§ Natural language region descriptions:
....

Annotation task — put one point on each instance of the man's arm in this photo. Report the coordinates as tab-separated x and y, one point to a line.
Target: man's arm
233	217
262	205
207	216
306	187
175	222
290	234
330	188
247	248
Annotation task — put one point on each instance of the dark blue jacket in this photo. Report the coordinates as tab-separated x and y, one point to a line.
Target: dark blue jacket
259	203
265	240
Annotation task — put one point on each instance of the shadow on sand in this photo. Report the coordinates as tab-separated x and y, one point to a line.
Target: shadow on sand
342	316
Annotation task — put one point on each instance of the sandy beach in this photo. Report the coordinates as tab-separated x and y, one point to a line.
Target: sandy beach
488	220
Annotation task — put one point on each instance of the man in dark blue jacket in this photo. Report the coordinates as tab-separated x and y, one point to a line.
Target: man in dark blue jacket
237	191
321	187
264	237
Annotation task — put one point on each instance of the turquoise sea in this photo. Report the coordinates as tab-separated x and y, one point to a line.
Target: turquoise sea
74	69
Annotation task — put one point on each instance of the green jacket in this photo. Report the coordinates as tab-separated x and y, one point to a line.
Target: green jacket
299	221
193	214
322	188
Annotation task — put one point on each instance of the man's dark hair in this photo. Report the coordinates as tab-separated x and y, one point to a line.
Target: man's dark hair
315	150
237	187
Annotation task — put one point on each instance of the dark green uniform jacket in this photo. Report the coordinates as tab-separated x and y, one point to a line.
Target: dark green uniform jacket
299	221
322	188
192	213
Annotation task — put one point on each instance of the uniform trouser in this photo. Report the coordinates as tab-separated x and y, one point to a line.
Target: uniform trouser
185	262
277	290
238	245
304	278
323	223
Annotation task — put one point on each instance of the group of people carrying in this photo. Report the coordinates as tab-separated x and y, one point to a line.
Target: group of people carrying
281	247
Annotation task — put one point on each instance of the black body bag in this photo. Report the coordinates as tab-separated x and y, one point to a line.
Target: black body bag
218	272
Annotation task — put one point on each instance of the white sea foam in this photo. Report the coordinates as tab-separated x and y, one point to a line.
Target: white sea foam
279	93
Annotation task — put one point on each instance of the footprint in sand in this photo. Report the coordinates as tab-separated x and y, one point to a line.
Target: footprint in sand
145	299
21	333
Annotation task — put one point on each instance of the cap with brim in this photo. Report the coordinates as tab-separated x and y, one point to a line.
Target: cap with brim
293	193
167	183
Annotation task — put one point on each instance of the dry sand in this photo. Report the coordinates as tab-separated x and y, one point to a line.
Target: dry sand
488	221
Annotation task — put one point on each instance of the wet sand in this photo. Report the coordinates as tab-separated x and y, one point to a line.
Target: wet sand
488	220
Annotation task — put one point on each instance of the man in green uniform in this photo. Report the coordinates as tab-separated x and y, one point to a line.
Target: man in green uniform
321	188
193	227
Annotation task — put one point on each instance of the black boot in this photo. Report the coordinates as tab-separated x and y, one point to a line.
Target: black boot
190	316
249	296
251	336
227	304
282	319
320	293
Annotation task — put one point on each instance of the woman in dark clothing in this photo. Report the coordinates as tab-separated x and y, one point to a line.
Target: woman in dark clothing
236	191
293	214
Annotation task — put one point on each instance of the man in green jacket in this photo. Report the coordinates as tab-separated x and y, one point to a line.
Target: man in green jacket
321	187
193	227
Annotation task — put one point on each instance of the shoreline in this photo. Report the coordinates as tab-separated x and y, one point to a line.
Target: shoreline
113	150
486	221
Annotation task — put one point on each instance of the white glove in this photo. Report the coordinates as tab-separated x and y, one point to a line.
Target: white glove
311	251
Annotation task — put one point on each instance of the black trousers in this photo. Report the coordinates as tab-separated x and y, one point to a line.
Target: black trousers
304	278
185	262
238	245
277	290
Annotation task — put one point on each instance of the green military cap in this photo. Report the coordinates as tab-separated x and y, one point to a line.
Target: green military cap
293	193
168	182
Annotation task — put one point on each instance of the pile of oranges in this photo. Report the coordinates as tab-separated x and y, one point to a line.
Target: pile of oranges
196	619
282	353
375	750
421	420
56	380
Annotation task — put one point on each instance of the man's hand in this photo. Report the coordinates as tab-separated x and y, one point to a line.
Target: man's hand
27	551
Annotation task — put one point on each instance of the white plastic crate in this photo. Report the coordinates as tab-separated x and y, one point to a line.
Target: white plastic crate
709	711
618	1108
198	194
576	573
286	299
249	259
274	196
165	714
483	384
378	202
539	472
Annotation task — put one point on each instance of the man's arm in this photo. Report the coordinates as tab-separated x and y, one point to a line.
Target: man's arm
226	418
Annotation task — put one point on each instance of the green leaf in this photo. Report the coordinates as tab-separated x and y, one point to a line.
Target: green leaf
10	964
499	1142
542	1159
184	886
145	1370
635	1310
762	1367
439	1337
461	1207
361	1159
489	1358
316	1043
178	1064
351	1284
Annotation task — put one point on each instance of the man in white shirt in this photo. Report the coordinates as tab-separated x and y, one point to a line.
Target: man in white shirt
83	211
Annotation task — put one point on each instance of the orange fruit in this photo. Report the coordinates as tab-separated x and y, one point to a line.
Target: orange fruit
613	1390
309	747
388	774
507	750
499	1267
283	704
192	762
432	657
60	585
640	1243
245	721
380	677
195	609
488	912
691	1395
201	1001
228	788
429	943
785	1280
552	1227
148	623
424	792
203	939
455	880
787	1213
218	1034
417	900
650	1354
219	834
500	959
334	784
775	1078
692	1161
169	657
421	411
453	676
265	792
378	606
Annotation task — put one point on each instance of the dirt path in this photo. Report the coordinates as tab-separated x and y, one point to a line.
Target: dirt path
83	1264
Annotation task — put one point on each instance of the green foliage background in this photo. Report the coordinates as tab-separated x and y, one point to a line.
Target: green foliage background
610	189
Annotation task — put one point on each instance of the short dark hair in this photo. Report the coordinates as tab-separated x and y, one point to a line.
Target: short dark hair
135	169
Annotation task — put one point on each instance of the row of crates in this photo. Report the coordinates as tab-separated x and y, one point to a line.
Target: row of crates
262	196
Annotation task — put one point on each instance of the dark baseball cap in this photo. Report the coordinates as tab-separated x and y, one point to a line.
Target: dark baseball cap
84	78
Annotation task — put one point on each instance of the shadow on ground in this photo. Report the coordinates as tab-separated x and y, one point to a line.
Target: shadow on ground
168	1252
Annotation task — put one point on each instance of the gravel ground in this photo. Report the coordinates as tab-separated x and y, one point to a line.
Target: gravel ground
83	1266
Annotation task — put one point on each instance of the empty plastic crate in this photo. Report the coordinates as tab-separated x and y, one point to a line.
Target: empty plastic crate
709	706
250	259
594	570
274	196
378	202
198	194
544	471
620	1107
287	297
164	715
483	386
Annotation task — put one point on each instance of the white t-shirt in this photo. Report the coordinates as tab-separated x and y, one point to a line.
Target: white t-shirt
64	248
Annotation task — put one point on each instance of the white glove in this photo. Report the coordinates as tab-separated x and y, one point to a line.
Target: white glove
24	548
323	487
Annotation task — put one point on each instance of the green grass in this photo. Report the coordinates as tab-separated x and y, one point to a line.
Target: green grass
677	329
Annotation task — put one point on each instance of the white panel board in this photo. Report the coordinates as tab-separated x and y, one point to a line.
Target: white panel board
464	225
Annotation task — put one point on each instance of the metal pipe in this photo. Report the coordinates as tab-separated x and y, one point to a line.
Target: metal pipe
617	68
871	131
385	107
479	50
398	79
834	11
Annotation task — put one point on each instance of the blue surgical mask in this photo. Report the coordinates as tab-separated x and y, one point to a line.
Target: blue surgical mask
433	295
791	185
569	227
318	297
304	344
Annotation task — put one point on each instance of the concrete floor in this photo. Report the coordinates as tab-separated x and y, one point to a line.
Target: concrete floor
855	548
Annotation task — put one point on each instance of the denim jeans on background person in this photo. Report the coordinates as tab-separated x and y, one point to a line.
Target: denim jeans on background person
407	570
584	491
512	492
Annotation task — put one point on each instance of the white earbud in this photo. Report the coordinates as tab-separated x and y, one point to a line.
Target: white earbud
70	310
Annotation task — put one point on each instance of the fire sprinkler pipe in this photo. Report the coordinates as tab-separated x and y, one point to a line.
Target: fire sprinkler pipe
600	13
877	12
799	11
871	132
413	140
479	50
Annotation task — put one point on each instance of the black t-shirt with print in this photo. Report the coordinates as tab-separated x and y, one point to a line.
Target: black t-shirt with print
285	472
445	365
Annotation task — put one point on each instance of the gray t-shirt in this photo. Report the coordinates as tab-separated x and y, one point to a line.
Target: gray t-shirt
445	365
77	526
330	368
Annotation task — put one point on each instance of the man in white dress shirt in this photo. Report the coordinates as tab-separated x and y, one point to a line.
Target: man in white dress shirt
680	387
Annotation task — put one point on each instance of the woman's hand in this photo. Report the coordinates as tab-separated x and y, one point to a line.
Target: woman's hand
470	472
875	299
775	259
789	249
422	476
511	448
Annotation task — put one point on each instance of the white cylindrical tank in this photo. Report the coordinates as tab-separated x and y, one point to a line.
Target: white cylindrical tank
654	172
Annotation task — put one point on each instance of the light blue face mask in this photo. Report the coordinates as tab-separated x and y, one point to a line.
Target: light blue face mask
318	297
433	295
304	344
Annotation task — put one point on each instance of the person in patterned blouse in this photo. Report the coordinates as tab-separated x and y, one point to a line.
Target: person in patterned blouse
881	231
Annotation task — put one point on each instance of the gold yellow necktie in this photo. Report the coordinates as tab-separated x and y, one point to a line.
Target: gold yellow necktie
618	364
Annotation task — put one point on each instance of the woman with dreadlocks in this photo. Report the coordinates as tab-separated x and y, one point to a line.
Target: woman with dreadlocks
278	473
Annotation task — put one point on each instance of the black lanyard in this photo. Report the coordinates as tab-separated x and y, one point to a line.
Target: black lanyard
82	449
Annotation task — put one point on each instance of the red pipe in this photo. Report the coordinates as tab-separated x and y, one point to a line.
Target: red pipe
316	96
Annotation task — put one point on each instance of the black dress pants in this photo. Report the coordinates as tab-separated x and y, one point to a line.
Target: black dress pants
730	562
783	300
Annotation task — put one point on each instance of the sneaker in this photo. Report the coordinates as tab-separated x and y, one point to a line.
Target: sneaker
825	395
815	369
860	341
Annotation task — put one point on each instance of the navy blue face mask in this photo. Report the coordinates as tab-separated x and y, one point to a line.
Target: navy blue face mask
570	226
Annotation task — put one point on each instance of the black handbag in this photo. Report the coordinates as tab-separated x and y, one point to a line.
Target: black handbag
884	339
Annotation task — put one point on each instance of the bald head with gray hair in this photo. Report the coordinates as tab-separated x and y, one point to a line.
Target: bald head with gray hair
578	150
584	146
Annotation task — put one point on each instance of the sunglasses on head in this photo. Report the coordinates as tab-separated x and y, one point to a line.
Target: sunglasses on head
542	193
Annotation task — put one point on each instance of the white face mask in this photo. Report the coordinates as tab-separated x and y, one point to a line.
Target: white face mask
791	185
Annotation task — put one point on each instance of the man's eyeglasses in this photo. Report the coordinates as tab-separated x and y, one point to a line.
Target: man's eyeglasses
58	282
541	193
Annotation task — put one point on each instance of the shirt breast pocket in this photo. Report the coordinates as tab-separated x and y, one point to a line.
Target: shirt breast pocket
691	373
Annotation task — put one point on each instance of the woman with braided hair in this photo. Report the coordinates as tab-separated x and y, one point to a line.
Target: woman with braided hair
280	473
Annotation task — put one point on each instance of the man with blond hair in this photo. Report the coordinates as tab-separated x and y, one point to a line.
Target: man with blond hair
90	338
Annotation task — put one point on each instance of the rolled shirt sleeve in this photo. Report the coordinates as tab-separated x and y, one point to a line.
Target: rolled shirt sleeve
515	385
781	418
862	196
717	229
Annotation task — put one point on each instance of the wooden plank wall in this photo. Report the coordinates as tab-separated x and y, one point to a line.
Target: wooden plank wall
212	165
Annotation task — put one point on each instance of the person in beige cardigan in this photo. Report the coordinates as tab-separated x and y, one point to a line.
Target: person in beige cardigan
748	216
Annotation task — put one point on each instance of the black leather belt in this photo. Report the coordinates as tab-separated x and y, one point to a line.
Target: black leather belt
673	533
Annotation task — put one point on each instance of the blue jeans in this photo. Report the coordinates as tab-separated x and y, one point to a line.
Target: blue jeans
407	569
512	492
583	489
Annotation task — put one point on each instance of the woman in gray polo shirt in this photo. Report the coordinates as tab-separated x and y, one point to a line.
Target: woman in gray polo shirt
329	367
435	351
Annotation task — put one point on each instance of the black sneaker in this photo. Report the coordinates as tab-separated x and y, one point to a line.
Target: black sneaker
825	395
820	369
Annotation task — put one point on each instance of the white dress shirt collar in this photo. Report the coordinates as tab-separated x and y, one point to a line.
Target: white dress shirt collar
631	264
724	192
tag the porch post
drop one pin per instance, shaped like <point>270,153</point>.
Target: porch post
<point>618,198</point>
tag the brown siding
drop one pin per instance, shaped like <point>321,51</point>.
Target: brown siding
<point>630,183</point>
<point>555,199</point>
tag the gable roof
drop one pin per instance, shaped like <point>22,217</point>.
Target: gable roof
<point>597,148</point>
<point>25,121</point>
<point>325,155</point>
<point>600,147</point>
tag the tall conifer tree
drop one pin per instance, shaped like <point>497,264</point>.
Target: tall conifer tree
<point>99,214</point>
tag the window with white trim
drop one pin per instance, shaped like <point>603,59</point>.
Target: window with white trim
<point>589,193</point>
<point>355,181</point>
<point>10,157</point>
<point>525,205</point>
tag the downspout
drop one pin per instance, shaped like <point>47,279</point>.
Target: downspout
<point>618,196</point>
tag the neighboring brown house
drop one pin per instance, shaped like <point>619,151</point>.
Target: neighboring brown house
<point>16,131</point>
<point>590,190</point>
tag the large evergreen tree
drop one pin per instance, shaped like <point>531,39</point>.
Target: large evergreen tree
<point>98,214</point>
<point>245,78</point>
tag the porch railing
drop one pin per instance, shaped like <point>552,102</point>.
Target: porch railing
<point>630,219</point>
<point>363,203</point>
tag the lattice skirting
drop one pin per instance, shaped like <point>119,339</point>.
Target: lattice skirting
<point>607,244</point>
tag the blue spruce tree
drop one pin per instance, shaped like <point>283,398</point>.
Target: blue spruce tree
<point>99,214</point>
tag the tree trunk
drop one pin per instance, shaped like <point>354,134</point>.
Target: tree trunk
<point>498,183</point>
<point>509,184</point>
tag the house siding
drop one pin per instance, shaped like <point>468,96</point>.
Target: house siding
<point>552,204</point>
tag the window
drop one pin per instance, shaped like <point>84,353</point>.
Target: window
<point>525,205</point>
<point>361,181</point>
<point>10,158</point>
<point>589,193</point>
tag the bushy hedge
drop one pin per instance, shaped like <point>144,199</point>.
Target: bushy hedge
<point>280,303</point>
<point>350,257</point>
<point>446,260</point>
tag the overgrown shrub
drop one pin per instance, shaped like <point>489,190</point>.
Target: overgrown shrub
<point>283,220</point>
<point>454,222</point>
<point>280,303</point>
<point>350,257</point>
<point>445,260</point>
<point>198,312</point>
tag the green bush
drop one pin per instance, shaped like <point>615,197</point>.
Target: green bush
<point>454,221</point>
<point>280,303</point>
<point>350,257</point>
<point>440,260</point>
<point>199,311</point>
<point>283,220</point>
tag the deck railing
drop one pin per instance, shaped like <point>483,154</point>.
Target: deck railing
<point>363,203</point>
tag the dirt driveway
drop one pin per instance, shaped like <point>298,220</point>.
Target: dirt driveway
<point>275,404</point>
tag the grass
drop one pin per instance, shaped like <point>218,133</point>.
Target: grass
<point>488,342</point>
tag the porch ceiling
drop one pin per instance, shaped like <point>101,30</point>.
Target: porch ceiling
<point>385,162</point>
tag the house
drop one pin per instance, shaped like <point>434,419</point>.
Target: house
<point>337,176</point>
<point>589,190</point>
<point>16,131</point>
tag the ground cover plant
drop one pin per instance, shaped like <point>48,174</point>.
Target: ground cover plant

....

§ Problem to work on: Return, word for word, the lines of the data above from the line with "beige cardigan in" through the line with "the blue jeans", inclusive.

§ Solution for this task:
Annotation task — put one point on each instance of the person in beige cardigan in this photo. Report the coordinates as tab-separated x and y, one point to a line.
Target: person in beige cardigan
748	216
Annotation task — put one point on each instance of the black leather belt in this photo. Report the coordinates as tab-separated x and y, one point to a line.
Target: black leather belt
673	533
Annotation task — put one point on each instance of the blue jeans in this photo. Report the coordinates as tab-separated x and y, one point to a line.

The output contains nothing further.